__Description of the task__: In the records that follow, find the line with "Target: footprint"; from there, retype every line exactly through the line with "Target: scattered rock", which also belongs to the answer.

__Source records__:
========================

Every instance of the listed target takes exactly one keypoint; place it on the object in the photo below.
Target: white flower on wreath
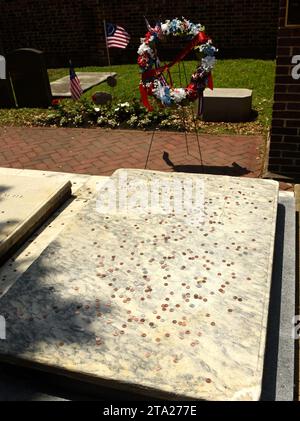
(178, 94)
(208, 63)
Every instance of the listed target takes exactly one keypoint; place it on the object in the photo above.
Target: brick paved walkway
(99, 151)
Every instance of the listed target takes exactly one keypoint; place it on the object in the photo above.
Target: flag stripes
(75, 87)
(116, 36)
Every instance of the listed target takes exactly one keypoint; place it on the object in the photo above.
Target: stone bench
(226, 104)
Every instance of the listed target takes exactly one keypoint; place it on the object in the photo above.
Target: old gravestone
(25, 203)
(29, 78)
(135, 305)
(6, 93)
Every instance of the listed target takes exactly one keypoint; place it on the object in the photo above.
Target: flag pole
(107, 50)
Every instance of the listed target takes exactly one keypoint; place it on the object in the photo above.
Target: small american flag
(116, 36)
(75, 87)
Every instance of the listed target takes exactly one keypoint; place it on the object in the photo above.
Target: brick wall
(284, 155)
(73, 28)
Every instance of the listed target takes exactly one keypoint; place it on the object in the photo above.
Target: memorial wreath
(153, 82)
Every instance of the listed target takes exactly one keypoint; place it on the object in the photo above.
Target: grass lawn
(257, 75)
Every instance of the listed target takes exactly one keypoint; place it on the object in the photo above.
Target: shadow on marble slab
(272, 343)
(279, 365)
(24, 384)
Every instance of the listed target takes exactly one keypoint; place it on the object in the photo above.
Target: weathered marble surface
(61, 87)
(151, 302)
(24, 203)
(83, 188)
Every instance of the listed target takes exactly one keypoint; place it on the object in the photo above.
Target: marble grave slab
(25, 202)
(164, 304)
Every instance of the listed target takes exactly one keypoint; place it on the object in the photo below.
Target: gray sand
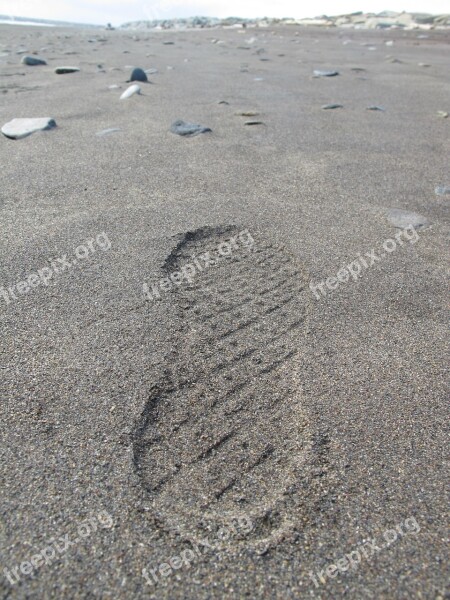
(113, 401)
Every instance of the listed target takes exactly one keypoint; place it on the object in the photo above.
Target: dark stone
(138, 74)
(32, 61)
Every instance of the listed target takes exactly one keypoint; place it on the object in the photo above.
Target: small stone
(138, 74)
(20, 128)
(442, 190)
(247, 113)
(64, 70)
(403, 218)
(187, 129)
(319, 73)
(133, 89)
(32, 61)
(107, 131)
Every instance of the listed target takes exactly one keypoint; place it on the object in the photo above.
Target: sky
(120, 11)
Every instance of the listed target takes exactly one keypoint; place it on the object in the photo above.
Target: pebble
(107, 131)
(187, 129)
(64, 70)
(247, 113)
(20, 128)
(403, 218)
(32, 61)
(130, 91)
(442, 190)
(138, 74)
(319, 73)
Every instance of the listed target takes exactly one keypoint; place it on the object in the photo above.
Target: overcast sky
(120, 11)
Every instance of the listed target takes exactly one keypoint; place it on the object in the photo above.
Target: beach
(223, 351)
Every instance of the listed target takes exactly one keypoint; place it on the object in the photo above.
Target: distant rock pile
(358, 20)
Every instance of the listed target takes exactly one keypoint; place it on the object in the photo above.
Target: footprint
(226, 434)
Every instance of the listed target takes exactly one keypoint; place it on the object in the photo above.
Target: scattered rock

========================

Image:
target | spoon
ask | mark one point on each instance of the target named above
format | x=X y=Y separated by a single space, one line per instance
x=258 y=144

========================

__Response to this exercise__:
Target: footprint
(226, 434)
Every instance of the listed target takes exactly one keypoint; place it on the object in the photo above.
Target: scattered rock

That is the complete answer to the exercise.